[JOBS]
A: According to the SNMP configuration text, how many SNMP managers or networks can be added at most?
B: Write the next part of the SNMP configuration text, continuing after its final sentence.

[PROVIDED PASSAGE]
>>>>>

The Simple Network Management Protocol (SNMP) network management application, running on an external computer, queries the SNMP agent on the NetScaler. The agent searches the management information base (MIB) for data requested by the network management application and sends the data to the application.
SNMP monitoring uses traps messages and alarms. SNMP traps messages are asynchronous events that the agent generates to signal abnormal conditions, which are indicated by alarms. For example, if you want to be informed when CPU utilization is above 90 percent, you can set up an alarm for that condition. The following figure shows a network with a NetScaler that has SNMP enabled and configured.
The SNMP agent on a NetScaler supports SNMP version 1 (SNMPv1), SNMP version 2 (SNMPv2), and SNMP version 3 (SNMPv3). Because it operates in bilingual mode, the agent can handle SNMPv2 queries, such as Get-Bulk, and SNMPv1 queries. The SNMP agent also sends traps compliant with SNMPv2 and supports SNMPv2 data types, such as counter64. SNMPv1 managers (programs on other servers that request SNMP information from the NetScaler) use the NS-MIB-smiv1.mib file when processing SNMP queries. SNMPv2 managers use the NS-MIB-smiv2.mib file.
The NetScaler supports the following enterprise-specific MIBs:
To configure SNMP, you specify which managers can query the SNMP agent, add SNMP trap listeners that will receive the SNMP trap messages, and configure SNMP Alarms.
You can configure a workstation running a management application that complies with SNMP version 1, 2, or 3 to access an appliance. Such a workstation is called an SNMP manager. If you do not specify an SNMP manager on the appliance, the appliance accepts and responds to SNMP queries from all IP addresses on the network. If you configure one or more SNMP managers, the appliance accepts and responds to SNMP queries from only those specific IP addresses. When specifying the IP address of an SNMP manager, you can use the netmask parameter to grant access from entire subnets. You can add a maximum of 100 SNMP managers or networks.
At the command prompt, type the following commands to add an SNMP manager and verify the configuration:
> add snmp manager 10.102.29.5 -netmask 255.255.255.255 Done > show snmp manager 10.102.29.5 1) 10.102.29.5 255.255.255.255 Done >
After configuring the alarms, you need to specify the trap listener to which the appliance will send the trap messages. Apart from specifying parameters like IP address and the destination port of the trap listener, you can specify the type of trap (either generic or specific) and the SNMP version.
You can configure a maximum of 20 trap listeners for receiving either generic or specific traps.

<<<<<

[MATERIAL SHOWN]
>>>>>

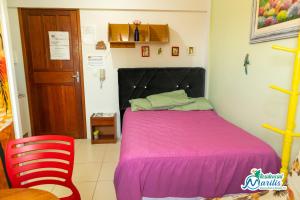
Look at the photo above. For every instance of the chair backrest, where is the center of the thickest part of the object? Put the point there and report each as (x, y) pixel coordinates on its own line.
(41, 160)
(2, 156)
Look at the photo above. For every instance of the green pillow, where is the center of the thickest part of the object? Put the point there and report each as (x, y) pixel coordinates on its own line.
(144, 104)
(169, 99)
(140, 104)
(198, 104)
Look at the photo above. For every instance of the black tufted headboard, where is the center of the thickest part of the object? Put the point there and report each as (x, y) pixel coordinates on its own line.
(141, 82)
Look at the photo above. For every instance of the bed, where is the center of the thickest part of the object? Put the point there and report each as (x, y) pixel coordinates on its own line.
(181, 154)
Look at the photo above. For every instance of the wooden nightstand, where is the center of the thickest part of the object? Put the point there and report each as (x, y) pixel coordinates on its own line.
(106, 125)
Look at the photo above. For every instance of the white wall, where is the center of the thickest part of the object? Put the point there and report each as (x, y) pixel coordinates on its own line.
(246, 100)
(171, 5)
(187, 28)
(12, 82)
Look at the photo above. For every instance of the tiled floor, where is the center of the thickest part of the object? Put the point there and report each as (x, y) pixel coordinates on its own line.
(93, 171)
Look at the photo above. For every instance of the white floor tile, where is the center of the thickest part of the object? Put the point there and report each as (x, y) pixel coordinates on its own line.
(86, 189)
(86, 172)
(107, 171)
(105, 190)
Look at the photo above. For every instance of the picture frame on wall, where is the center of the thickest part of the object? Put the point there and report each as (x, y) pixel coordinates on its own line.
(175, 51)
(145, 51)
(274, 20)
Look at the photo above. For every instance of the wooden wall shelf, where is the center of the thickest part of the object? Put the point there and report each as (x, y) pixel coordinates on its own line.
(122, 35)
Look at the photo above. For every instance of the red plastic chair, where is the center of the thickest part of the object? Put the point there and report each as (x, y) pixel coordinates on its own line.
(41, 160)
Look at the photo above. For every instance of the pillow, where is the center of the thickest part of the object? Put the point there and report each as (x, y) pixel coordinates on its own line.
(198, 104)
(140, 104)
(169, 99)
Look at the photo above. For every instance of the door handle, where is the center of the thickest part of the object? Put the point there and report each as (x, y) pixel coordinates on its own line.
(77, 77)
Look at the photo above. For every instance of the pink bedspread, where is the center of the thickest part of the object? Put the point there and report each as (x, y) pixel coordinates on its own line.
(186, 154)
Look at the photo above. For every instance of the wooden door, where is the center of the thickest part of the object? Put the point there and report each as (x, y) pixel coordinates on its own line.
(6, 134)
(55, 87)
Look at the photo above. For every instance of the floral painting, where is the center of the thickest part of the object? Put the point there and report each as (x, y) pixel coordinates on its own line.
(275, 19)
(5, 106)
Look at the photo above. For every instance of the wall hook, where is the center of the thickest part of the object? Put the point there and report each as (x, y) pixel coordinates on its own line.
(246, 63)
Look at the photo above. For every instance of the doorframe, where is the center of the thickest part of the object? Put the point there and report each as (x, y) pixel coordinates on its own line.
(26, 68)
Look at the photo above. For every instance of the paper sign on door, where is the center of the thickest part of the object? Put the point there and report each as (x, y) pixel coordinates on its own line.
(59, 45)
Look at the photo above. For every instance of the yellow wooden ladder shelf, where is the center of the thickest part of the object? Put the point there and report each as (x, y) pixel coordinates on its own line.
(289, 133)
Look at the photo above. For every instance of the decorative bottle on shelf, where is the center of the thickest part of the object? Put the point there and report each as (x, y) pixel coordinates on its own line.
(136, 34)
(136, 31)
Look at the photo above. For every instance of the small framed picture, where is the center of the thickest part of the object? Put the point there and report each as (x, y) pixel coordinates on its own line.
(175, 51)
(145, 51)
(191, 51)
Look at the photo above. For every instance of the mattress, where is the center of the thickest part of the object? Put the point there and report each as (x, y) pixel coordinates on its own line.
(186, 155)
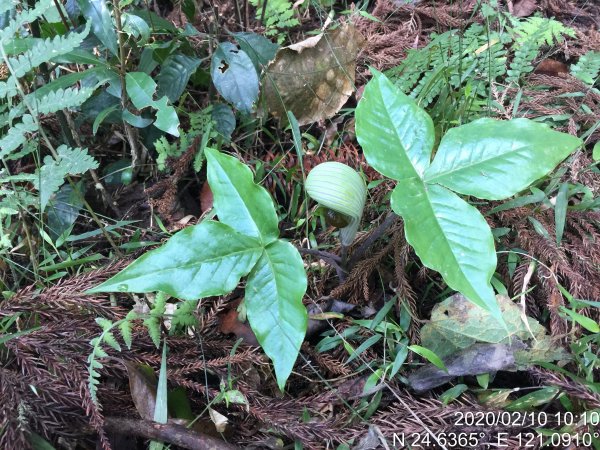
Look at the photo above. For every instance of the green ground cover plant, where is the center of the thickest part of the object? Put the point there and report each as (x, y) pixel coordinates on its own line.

<<<<<
>>>>>

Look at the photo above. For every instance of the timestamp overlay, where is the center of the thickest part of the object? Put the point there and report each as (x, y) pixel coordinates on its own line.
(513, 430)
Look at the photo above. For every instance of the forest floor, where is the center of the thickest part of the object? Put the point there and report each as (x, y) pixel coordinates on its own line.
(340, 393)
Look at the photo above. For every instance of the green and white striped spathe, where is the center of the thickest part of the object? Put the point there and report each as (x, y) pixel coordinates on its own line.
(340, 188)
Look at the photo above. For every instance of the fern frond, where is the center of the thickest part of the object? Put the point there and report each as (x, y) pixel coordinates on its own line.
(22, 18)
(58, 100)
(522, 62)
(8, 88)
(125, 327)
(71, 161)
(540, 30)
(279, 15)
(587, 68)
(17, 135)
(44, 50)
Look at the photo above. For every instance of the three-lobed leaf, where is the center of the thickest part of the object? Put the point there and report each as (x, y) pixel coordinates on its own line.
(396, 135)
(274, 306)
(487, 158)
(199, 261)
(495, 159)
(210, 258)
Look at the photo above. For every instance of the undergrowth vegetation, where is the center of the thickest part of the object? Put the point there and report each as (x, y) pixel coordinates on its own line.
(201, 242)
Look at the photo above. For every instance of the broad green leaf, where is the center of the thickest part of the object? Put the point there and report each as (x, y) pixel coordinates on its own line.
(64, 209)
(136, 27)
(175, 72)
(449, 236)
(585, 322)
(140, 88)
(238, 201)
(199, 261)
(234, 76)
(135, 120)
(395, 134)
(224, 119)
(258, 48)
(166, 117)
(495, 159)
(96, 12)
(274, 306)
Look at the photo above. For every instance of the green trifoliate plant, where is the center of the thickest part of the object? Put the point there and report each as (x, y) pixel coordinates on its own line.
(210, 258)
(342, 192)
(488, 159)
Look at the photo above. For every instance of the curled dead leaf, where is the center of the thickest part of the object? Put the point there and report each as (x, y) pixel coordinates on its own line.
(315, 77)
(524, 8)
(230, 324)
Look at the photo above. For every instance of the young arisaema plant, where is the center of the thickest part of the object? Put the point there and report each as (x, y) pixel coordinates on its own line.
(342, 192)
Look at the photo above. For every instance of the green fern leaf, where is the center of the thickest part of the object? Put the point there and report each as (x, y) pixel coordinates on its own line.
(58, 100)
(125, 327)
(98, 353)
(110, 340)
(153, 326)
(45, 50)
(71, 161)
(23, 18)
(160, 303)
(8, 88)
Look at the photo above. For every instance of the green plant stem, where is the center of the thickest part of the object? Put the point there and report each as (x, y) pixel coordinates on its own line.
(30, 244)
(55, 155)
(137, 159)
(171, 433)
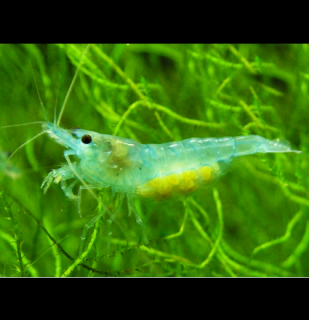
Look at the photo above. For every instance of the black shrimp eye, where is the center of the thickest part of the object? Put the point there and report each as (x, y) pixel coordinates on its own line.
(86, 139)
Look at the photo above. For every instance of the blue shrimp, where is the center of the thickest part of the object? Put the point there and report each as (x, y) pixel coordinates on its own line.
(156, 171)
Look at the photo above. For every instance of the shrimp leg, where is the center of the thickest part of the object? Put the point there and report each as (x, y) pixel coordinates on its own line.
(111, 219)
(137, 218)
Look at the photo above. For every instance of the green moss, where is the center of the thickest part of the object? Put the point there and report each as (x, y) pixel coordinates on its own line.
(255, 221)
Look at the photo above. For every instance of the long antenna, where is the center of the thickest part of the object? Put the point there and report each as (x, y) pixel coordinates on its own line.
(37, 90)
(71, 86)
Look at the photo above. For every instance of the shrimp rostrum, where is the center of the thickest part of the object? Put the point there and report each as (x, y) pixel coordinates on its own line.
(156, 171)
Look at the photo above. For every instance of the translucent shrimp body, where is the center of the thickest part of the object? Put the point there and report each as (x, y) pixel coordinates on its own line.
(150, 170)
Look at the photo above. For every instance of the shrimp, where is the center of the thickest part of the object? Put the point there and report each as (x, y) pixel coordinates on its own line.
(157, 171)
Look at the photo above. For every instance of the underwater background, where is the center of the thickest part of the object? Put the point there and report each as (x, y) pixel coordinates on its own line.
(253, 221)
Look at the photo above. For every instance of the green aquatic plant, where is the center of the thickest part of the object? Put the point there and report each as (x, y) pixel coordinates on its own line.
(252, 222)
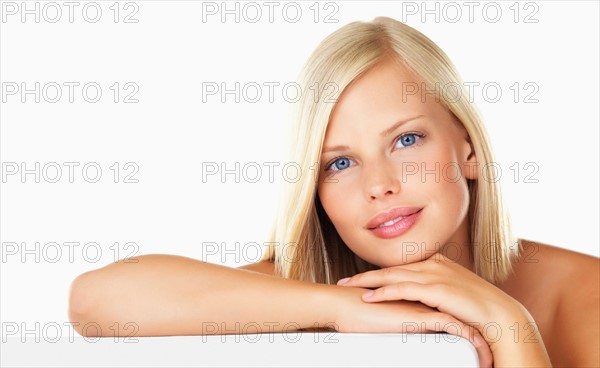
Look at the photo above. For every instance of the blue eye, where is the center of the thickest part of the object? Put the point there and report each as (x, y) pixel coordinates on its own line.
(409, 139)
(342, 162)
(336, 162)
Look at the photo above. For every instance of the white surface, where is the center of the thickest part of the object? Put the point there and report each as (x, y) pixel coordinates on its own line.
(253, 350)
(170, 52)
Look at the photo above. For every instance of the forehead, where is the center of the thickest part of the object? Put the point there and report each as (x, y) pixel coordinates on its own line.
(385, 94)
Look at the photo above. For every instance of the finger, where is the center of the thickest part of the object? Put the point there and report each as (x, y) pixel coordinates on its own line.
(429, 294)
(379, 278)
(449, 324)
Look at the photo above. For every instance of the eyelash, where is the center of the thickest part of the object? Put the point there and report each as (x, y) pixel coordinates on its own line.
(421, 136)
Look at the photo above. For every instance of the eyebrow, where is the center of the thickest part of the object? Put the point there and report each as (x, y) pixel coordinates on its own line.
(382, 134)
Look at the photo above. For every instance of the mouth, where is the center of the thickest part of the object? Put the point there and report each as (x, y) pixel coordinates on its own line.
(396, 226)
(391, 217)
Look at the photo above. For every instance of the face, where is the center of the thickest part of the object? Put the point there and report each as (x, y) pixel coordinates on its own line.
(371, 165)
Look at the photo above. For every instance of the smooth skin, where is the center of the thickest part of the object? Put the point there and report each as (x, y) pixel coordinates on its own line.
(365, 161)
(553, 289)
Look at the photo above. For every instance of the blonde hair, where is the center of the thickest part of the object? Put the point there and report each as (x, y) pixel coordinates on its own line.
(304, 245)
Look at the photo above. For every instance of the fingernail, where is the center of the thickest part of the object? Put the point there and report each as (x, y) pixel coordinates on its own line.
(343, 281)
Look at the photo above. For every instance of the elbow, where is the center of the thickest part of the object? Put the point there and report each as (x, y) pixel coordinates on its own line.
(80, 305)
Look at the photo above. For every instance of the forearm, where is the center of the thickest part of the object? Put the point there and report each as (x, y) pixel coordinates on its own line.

<<<<<

[OUTPUTS IN ORDER]
A: A maximum of 100.

B:
At the command prompt, type the following command to add an SNMP trap and verify that it has been added:
> add snmp trap specific 10.102.29.3 Done > show snmp trap Type DestinationIP DestinationPort Version SourceIP Min-Severity Community ---- ------------- --------------- ------- -------- ------------ --------- generic 10.102.29.9 162 V2 NetScaler IP N/A public generic 10.102.29.5 162 V2 NetScaler IP N/A public generic 10.102.120.101 162 V2 NetScaler IP N/A public . . . specific 10.102.29.3 162 V2 NetScaler IP - public Done >
You configure alarms so that the appliance generates a trap message when an event corresponding to one of the alarms occurs. Configuring an alarm consists of enabling the alarm and setting the severity level at which a trap is generated. There are five severity levels: Critical, Major, Minor, Warning, and Informational. A trap is sent only when the severity of the alarm matches the severity specified for the trap.
Some alarms are enabled by default. If you disable an SNMP alarm, the appliance will not generate trap messages when corresponding events occur. For example, if you disable the Login-Failure SNMP alarm, the appliance will not generate a trap message when a login failure occurs.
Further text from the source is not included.